[LIST OF TASKS]:
[1] According to the ozone layer passage, how many layers make up the Earth's atmosphere, and what are they?
[2] From the ozone layer passage, return the text that opens with the words "Another study conducted" and ends after "globally since 1980.".
[3] Resume the ozone layer passage, writing on from its final sentence.

[EXERCISE PASSAGE]:
There are an immense amount of characteristics of the Earth that make life sustainable; the Ozone layer is one of the most important features that make the Earth well suited for life. The Earth’s atmosphere is composed of five layers: the Troposphere, Stratosphere, Mesosphere, Thermosphere, and the Exosphere. The Ozone layer is located between the Troposphere and the Stratosphere, between 15-30km above the Earth’s surface.
The Ozone layer is named after its high concentration of ozone. It is composed of triatomic oxygen molecules that absorb lethal ultraviolet radiation from the sun. According to a study conducted by Mary Peyton Wall, ozone is a molecule composed of three oxygen atoms. Ozone is formed when heat and sunlight create a photochemical reaction of splitting oxygen molecules into two oxygen molecules by solar energy. The process of producing ozone is dependent on sunlight, making ozone produced at higher rates when near lower latitudes due to the concentration of high solar radiation around the equator.
Another study conducted by the United States Environmental Protection Agency found that the Ozone layer protects living things from too much ultraviolet radiation from the sun.
Over the years, depletion of the ozone layer has been occurring because of the release of chemical substances into the atmosphere by humans. Studies conducted by the writers of UKessays environmental studies department, have found that there has been an increase in ozone depleting substances (ODS) that were in the atmosphere. The high levels of ODS have resulted in the ozone layer thinning by 30-50% over the Arctic and Antarctic; and by 3-5% globally since 1980.

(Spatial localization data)
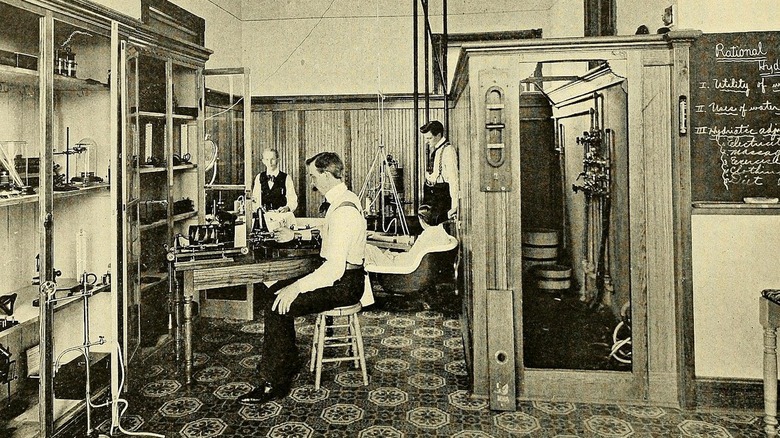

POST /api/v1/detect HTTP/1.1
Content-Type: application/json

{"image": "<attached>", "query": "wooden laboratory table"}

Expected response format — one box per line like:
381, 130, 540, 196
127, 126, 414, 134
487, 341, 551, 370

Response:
758, 289, 780, 437
175, 254, 321, 384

[ANSWERS TO THE EXERCISE]:
[1] Five: the Troposphere, Stratosphere, Mesosphere, Thermosphere, and Exosphere.

[2]
Another study conducted by the United States Environmental Protection Agency found that the Ozone layer protects living things from too much ultraviolet radiation from the sun.
Over the years, depletion of the ozone layer has been occurring because of the release of chemical substances into the atmosphere by humans. Studies conducted by the writers of UKessays environmental studies department, have found that there has been an increase in ozone depleting substances (ODS) that were in the atmosphere. The high levels of ODS have resulted in the ozone layer thinning by 30-50% over the Arctic and Antarctic; and by 3-5% globally since 1980.

[3]
The process of depletion is initiated when ozone depleting substances (ODS) such as chlorine and bromine and chlorofluorocarbons (CFCs), mostly from human sources, are released into the atmosphere. The gases accumulate in the atmosphere, then are moved to the stratosphere through vertical mixing. The chlorine, bromine, and CFCs are initially non-reactive gases, but they are converted into reactive compounds by UV radiation. The reactive gases then produce chemical reactions that destroy the ozone layer.
After the chemical reactions take place, the gases are moved back to the troposphere where they are removed from the atmosphere through precipitation.
Studies conducted by the European Commision found that the negative effects of ozone depletion can have an incredibly negative impact on human health.
Again, the depletion of the ozone layer increases the amount of ultraviolet beams that reach the Earth’s surface.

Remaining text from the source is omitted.